### Your assignment:
Only a slice of the listing below is wanted. Retype the lines from the one containing "Query: man's hand" through the one containing "written like [939,437].", exactly, both ends included.

### Data for processing:
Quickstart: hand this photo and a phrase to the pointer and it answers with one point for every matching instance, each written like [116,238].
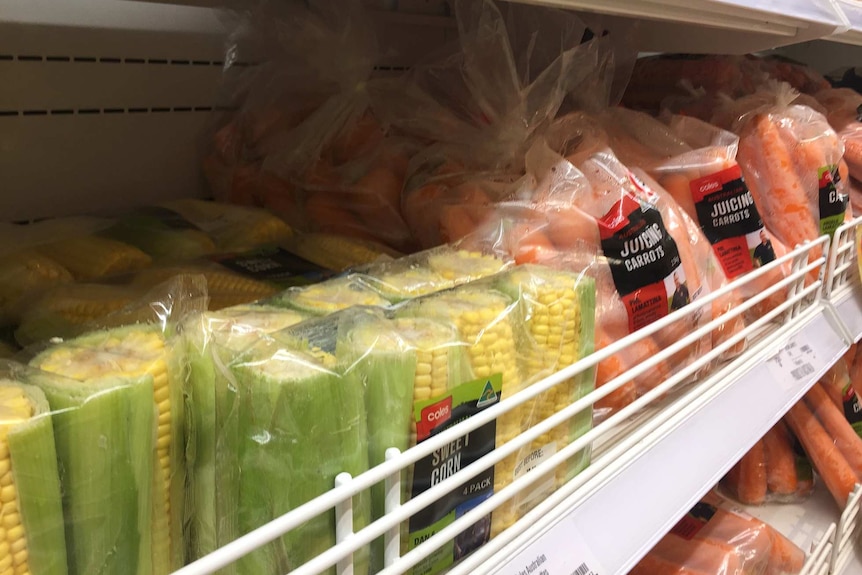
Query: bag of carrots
[715,538]
[792,162]
[774,469]
[304,142]
[696,163]
[652,258]
[829,440]
[479,106]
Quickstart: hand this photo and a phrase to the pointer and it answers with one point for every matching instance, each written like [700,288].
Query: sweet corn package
[269,410]
[717,537]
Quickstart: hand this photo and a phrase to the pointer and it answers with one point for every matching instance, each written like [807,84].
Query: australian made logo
[488,396]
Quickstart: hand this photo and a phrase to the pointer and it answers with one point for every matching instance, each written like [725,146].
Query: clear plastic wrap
[118,424]
[211,341]
[790,158]
[481,104]
[829,440]
[289,392]
[775,469]
[715,538]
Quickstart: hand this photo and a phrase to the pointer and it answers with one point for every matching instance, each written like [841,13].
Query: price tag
[560,551]
[793,363]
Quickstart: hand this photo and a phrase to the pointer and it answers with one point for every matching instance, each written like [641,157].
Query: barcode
[802,371]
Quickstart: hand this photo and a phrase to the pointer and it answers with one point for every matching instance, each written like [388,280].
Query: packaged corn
[161,233]
[232,228]
[31,506]
[119,431]
[330,296]
[211,340]
[313,422]
[431,271]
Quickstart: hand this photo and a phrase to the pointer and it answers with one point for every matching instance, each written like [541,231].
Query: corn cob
[398,362]
[486,324]
[330,296]
[32,538]
[314,428]
[160,240]
[93,257]
[133,352]
[224,287]
[558,311]
[26,274]
[212,339]
[233,228]
[338,253]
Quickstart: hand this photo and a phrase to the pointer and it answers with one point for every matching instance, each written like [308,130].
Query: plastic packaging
[716,538]
[211,341]
[829,440]
[773,470]
[790,158]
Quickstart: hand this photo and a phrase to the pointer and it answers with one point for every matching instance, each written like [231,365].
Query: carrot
[837,426]
[780,461]
[752,476]
[827,459]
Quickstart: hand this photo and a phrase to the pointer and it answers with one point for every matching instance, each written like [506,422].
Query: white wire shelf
[679,430]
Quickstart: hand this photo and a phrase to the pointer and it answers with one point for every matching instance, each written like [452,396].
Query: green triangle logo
[488,396]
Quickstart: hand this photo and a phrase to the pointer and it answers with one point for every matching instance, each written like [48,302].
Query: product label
[730,221]
[693,521]
[833,204]
[644,261]
[432,416]
[274,265]
[852,408]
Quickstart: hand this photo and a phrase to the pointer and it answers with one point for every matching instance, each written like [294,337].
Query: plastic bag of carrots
[696,163]
[479,106]
[652,259]
[715,538]
[792,162]
[304,141]
[774,469]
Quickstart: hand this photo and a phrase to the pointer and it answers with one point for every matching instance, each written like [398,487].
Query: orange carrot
[780,461]
[827,459]
[752,476]
[837,426]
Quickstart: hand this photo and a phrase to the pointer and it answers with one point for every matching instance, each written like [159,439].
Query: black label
[637,245]
[274,265]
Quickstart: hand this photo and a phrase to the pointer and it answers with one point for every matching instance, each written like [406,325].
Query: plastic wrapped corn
[313,423]
[212,340]
[431,271]
[232,228]
[32,538]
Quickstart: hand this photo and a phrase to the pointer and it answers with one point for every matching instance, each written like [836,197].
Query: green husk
[104,431]
[211,341]
[299,424]
[380,355]
[34,466]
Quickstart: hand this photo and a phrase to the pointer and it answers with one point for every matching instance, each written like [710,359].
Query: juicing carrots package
[775,469]
[304,142]
[791,159]
[716,538]
[829,440]
[696,163]
[479,106]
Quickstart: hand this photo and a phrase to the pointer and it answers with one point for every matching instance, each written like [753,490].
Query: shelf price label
[560,551]
[793,363]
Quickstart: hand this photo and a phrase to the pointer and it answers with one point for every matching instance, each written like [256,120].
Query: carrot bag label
[644,260]
[833,204]
[730,221]
[432,416]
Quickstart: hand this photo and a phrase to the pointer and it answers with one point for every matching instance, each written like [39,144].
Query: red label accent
[432,417]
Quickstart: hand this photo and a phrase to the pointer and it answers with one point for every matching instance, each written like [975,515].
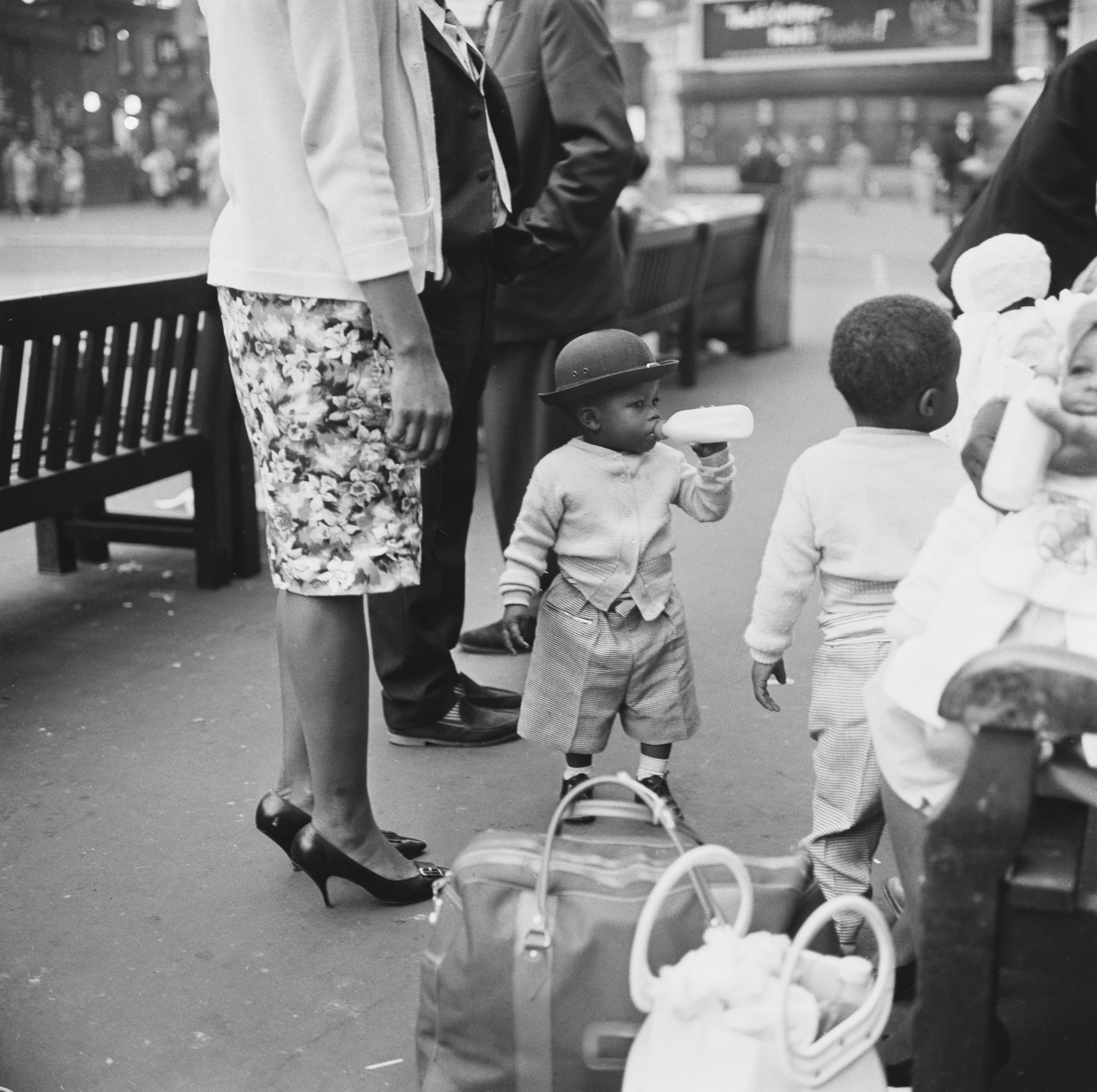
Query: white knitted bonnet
[1001,271]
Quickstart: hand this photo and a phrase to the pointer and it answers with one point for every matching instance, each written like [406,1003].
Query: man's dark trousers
[415,629]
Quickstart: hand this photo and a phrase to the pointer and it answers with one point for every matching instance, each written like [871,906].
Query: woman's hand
[422,411]
[761,675]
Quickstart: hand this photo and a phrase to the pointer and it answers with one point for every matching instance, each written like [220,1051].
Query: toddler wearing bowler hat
[611,635]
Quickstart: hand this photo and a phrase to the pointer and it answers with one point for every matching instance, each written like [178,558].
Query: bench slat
[162,379]
[11,374]
[26,317]
[34,411]
[139,385]
[61,402]
[186,354]
[89,395]
[116,361]
[70,489]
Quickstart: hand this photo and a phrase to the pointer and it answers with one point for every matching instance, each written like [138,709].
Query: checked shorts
[588,666]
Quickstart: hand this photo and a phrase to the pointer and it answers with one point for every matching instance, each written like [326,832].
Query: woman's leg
[295,781]
[324,648]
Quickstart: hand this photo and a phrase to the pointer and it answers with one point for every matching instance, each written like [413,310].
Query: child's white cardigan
[979,574]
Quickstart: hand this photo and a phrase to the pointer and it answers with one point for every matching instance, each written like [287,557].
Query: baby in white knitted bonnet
[1000,348]
[984,578]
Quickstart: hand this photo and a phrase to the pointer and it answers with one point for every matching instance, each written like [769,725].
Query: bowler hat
[605,360]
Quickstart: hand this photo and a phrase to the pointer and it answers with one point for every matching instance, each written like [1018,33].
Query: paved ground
[153,940]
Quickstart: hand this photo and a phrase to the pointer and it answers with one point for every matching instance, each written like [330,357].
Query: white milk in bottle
[1023,449]
[708,425]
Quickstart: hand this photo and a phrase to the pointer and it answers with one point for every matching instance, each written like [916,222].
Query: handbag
[757,1014]
[525,984]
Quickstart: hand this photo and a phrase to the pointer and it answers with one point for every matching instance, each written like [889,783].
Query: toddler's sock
[652,768]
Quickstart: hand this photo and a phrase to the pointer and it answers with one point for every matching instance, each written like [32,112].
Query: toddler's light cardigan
[857,509]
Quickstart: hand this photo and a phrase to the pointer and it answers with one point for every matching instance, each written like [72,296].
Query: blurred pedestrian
[564,84]
[49,171]
[209,165]
[159,167]
[73,179]
[25,174]
[855,164]
[1045,185]
[762,163]
[924,176]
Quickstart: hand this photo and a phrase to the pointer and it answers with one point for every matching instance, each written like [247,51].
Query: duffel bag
[526,981]
[757,1014]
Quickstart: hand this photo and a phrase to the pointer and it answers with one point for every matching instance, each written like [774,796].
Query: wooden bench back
[732,258]
[663,269]
[85,373]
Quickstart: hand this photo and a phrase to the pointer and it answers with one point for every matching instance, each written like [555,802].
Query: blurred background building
[715,87]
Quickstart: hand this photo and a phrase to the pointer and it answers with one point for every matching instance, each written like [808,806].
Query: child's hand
[760,679]
[513,619]
[704,451]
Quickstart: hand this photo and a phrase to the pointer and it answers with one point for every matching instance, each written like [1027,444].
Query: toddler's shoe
[567,788]
[662,790]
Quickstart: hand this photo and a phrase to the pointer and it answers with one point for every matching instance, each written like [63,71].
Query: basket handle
[538,937]
[641,979]
[822,1061]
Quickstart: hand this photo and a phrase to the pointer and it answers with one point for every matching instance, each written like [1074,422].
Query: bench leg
[97,553]
[213,520]
[969,848]
[247,561]
[687,347]
[56,551]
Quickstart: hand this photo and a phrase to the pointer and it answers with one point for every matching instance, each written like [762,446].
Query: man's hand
[422,411]
[513,619]
[704,451]
[761,675]
[1079,453]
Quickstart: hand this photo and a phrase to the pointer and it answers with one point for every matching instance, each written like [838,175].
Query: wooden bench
[744,293]
[661,283]
[1010,873]
[728,279]
[107,390]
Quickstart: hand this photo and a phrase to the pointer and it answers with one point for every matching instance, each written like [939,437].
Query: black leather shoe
[466,725]
[489,641]
[280,821]
[567,788]
[487,698]
[322,861]
[662,790]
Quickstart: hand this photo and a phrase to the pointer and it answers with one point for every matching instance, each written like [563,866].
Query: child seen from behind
[856,510]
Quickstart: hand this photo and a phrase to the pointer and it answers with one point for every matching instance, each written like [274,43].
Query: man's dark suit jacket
[557,64]
[1046,186]
[464,158]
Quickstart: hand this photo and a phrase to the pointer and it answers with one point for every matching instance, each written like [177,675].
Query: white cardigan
[328,148]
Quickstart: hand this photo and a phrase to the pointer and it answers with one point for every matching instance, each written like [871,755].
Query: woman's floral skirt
[344,516]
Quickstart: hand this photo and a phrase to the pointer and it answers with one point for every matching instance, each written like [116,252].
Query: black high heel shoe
[280,821]
[319,858]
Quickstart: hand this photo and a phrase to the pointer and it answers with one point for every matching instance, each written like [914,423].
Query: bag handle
[656,812]
[641,979]
[821,1062]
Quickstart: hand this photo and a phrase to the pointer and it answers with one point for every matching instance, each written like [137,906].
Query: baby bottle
[1024,448]
[708,425]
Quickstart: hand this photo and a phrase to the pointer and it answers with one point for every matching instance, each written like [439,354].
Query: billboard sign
[768,34]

### Response to the task:
Query: man's hand
[422,411]
[513,619]
[704,451]
[761,675]
[1079,453]
Quickstart: hand this photo and a phrase to the pointer and it answers with one point for every matching instance, each written like [838,175].
Query: wooden bench
[744,293]
[661,283]
[1010,873]
[728,279]
[107,390]
Quickstart: hand this photo and a phrase to the pointer and it answers with one point for every matching instance, each written like [939,437].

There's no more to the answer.